## RECORDED DATA
──────────

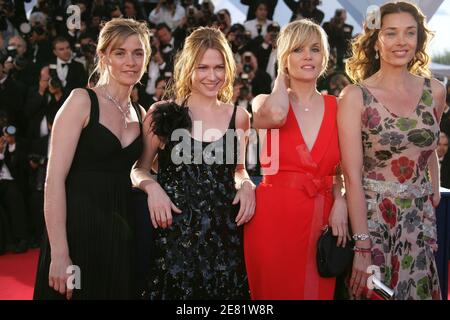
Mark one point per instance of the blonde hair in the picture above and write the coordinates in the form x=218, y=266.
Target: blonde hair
x=113, y=34
x=186, y=61
x=363, y=64
x=295, y=35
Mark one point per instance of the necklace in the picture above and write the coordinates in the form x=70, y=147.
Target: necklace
x=123, y=110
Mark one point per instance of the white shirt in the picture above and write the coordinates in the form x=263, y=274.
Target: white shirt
x=164, y=15
x=271, y=65
x=62, y=70
x=250, y=25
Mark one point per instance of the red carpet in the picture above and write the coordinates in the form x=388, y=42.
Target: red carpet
x=17, y=275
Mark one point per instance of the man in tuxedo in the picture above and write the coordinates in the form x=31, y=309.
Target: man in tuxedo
x=252, y=5
x=444, y=160
x=70, y=72
x=11, y=194
x=12, y=100
x=339, y=36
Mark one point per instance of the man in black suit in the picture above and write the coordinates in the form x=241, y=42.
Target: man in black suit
x=70, y=72
x=305, y=9
x=11, y=194
x=339, y=36
x=252, y=5
x=12, y=100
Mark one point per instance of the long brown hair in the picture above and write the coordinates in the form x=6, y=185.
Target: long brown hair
x=363, y=64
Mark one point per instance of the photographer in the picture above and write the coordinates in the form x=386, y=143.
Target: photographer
x=37, y=160
x=12, y=162
x=132, y=9
x=85, y=52
x=169, y=12
x=40, y=46
x=224, y=20
x=239, y=39
x=258, y=26
x=305, y=9
x=264, y=48
x=9, y=21
x=12, y=99
x=258, y=80
x=71, y=73
x=339, y=35
x=18, y=65
x=271, y=4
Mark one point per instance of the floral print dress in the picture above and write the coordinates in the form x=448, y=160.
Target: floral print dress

──────────

## WHAT THE EXERCISE ASKS
Output the entries above exactly. Do not include the pictures.

## RESPONSE AREA
Mark one point per instance of the blonde hair in the picture above and write the coordinates in the form x=218, y=266.
Target: blonde hair
x=113, y=34
x=186, y=61
x=363, y=64
x=295, y=35
Mark one point per instance of the necklace in the picture above and write the coordinates in the form x=70, y=147.
Target: necklace
x=123, y=110
Mark one point per instance of the white shirt in the picture above and write the coordinates in the form x=263, y=274.
Target: white shirt
x=164, y=15
x=271, y=65
x=62, y=70
x=250, y=25
Mark one point per instance of the red carpet in the picture above and write the coordinates in the form x=388, y=42.
Target: red carpet
x=17, y=275
Mark one point per instance of the man in tuxedo in the picture above and write the coordinates in the form x=31, y=309.
Target: man in tuxedo
x=252, y=5
x=444, y=160
x=70, y=72
x=11, y=194
x=12, y=100
x=339, y=36
Mark one point per instance of the man in black suit in the picture above and write the coordinates in the form x=241, y=42.
Target: man in black suit
x=70, y=72
x=305, y=9
x=11, y=194
x=339, y=36
x=252, y=5
x=12, y=100
Mark one point per instance of the long brown hair in the picture above and write the coordinates in the form x=6, y=185.
Target: long brown hair
x=363, y=64
Mark one point per instance of the photographer in the picture above and write the coordinates in the form x=386, y=143.
Target: photographer
x=37, y=160
x=12, y=162
x=132, y=9
x=85, y=52
x=169, y=12
x=40, y=46
x=224, y=20
x=239, y=39
x=258, y=26
x=305, y=9
x=264, y=48
x=9, y=21
x=12, y=99
x=258, y=80
x=71, y=73
x=339, y=35
x=18, y=65
x=271, y=4
Mark one point per instance of the floral print dress in the picture above and write the coordinates in the form x=448, y=160.
Target: floral print dress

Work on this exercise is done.